• **Data supplied**:
+ + + + + + +
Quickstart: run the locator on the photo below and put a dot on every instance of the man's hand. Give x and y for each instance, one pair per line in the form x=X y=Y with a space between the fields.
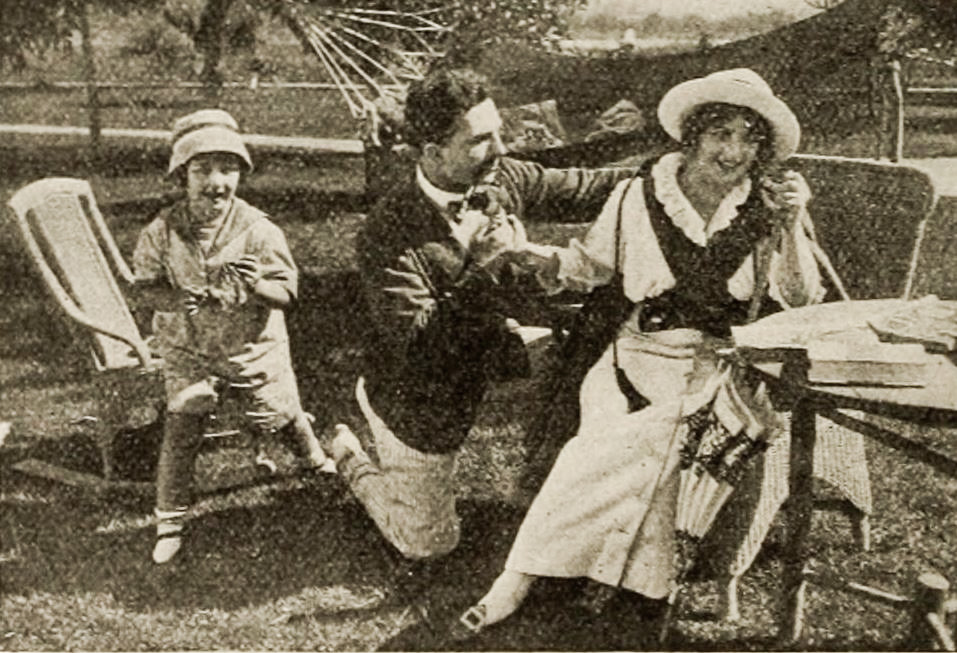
x=193 y=298
x=248 y=269
x=503 y=234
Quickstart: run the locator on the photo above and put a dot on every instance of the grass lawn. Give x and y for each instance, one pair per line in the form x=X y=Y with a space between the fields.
x=290 y=563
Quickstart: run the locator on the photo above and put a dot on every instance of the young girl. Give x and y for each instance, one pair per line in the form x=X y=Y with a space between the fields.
x=219 y=275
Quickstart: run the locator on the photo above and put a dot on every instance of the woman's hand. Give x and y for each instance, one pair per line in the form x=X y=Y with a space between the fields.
x=786 y=195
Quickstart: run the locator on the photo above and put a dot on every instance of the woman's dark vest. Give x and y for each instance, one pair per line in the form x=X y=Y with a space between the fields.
x=699 y=300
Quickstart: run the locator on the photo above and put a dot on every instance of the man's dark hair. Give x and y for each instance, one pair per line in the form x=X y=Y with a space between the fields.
x=712 y=114
x=435 y=103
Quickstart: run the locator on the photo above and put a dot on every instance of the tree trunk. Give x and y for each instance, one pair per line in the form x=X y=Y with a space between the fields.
x=209 y=38
x=92 y=94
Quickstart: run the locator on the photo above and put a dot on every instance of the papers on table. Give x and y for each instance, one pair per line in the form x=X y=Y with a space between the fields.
x=929 y=322
x=842 y=345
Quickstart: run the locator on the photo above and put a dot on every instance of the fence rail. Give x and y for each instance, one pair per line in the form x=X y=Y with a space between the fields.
x=74 y=85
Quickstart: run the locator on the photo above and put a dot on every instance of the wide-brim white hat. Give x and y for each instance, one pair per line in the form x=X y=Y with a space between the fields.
x=741 y=87
x=205 y=131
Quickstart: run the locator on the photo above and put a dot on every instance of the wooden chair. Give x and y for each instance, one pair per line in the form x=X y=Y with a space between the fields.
x=79 y=262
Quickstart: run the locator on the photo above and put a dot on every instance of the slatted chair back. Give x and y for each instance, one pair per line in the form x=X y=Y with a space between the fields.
x=870 y=218
x=75 y=253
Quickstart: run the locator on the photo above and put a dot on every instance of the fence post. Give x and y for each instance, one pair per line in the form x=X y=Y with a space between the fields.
x=92 y=94
x=898 y=105
x=930 y=598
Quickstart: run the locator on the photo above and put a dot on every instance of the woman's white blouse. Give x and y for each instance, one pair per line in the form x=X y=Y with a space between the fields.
x=586 y=264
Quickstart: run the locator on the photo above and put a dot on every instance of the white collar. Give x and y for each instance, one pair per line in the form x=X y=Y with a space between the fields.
x=679 y=208
x=441 y=198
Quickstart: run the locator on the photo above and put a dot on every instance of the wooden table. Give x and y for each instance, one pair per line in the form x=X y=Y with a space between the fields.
x=934 y=403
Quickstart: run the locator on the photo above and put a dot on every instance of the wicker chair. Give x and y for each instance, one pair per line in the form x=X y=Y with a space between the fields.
x=865 y=213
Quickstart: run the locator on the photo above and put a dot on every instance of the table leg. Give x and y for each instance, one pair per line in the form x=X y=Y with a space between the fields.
x=798 y=519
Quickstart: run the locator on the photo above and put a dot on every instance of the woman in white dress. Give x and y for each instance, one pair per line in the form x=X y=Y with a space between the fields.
x=682 y=237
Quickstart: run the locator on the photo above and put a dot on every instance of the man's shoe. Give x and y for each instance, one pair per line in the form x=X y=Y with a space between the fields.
x=470 y=624
x=345 y=444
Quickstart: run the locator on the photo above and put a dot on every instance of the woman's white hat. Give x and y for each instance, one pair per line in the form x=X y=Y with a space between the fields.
x=740 y=86
x=208 y=130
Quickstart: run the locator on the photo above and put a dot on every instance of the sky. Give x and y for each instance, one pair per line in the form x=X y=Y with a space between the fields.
x=713 y=9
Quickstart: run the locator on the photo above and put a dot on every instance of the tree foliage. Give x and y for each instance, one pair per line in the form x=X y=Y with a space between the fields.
x=919 y=29
x=32 y=27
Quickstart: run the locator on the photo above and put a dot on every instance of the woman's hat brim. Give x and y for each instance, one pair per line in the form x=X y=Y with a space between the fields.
x=212 y=138
x=681 y=100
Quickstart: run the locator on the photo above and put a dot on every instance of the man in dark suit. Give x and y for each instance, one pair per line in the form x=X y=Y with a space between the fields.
x=434 y=259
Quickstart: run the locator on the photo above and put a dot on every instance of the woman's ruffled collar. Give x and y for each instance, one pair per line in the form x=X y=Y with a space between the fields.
x=679 y=209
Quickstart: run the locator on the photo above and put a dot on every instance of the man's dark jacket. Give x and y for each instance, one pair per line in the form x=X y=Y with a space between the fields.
x=438 y=322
+ + + + + + +
Output all the material above as a two-column CSV with the header instruction,points. Use one row per item, put each field in quotes, replace line breaks with spaces, and leave the pictures out.

instruction,points
"Quickstart: run the locator on the photo below and put a dot on every instance of the man's hand. Give x and y for each instance, one pair per line in the form x=X y=Y with a space between the fields.","x=193 y=298 x=248 y=269 x=503 y=234"
"Quickstart: run the locator on the photo above and put a dot on every instance of the grass lawn. Give x and y for each instance, one pair per line in the form x=X y=Y with a space between the fields.","x=290 y=563"
"Quickstart: run the locator on the photo above and put a dot on every instance of the young girl. Give x and y for each instance, one pair per line in the form x=X y=Y with a space between the fields.","x=219 y=275"
"Quickstart: run the locator on the photo above and put a dot on every instance of the woman's hand. Give x and y for each instance, one pair per line in the form x=X y=Y with a space between the fields.","x=786 y=195"
"Quickstart: run the locator on the photo above and put a dot on every instance of the woman's dark vest. Give x and y for each instance, one pair per line in the form x=X y=Y with a space between the fields.","x=699 y=300"
"Quickstart: run the locator on the photo above and put a dot on every instance of the man's dark hair. Give x and y for each instance, one pair per line in the form x=X y=Y with a space between the fields.","x=712 y=114 x=435 y=103"
"Quickstart: run the locator on the photo above and put a dot on every instance of the tree trunk. Give x and y for each instance, one pair per line in the form x=X y=Y with a space between the fields.","x=209 y=38 x=92 y=94"
"Quickstart: run the locator on the photo above and put a dot on every instance of the papers on table. Give x and y for each instance, one pair per line in the form x=X y=Y with a space between the fields.","x=929 y=322 x=842 y=345"
"Quickstart: run the locator on the photo above and put a dot on every instance of the fence rail. Give x and y for each instance, one pair per line in the form x=X y=Y with a space between the fields.","x=74 y=85"
"Quickstart: run the locator on the photo above and put a dot on every instance of the wide-brim white hat. Give x and y for each instance, one pair per line in the form x=X y=Y with a space between the fields.","x=741 y=87 x=205 y=131"
"Quickstart: run the locator on the photo above and put a dot on every instance of the wooden chair. Give x and y for each instance, one pair per line in the form x=X y=Y with a space between the fields.","x=79 y=262"
"Quickstart: run the locator on the photo above and put a dot on every instance of the slatted chair back. Give x and y for each instance, one pair per line in the form x=X y=Y with a space between the fields.","x=870 y=218 x=75 y=253"
"Quickstart: run the locator on the photo above and put a dot on every instance of the fence post. Give x and y for each instance, one pair per line in the form x=X y=Y with a space between the fields.","x=92 y=94 x=898 y=105 x=930 y=598"
"Quickstart: run the locator on the photo above and put a dot on every instance of the woman's white blouse. Give x and y for each instance, one pair per line in the form x=X y=Y with a space between the fields.","x=586 y=264"
"Quickstart: run the locator on the photo above and put a dot on every instance of the white collar. Give x and y for each instance, one pair per line in the form x=X y=Y with a space between the fields.","x=679 y=208 x=441 y=198"
"Quickstart: run the locator on the photo above and put a dot on every instance of the wooden table. Give x and y for each instance, one pair per line in the form x=X y=Y with a space between the fields.","x=934 y=403"
"Quickstart: run the locator on the photo above and put a dot on every instance of the wicker chair. Give x and y for each instance, one pair per line in the form x=X y=Y with a space between the fields.","x=865 y=213"
"Quickstart: run the locator on the photo above and put a dot on every instance of the table leg. Give x and y for each instance, one pair per line in the form x=X y=Y with a space between the fields.","x=798 y=519"
"Quickstart: run the locator on the photo above and put a dot on every instance of the woman in white dress. Give x and y for each instance, one pair per line in the form x=X y=Y with a space between the fields.","x=682 y=237"
"Quickstart: run the locator on the photo above and put a dot on every instance of the man's shoe. Give x and y for each instance, one pair per line in the form x=X y=Y with a space between the fields.","x=470 y=624 x=345 y=444"
"Quickstart: run the locator on the photo above and put a dot on every instance of the woman's white hat. Give x and y for each instance, one pair per line in the form x=X y=Y with a space between the fields.","x=740 y=86 x=208 y=130"
"Quickstart: run the locator on the photo above and put a dot on every instance of the sky. Give x and y for each instance, one pair per line in the form x=X y=Y with a space between the fields.","x=713 y=9"
"Quickstart: run the locator on the photo above and put a dot on every instance of the tree foliage. Give x and y for each instance, one pair per line in the form x=X y=Y with a space between the fields.","x=919 y=29 x=32 y=27"
"Quickstart: run the locator on the photo above and put a dot on every instance of the woman's hat brim. Give x and y for each instance, one pair per line in the form x=X y=Y with a space between the fields.","x=212 y=138 x=681 y=100"
"Quickstart: run the locator on the photo above and put a dot on every instance of the man in dark suit. Give x and y for each instance, one pair per line in the form x=X y=Y with a space between the fields.","x=434 y=259"
"Quickstart: run the locator on the photo above and put a dot on every instance of the woman's ruffled collar. Give x and y for each instance, one pair per line in the form x=X y=Y with a space between the fields.","x=679 y=209"
"Quickstart: run the locator on the photo above and put a dot on every instance of the man's dark jacket. Give x and y for each instance, one pair per line in the form x=X y=Y with a space between the fields.","x=438 y=322"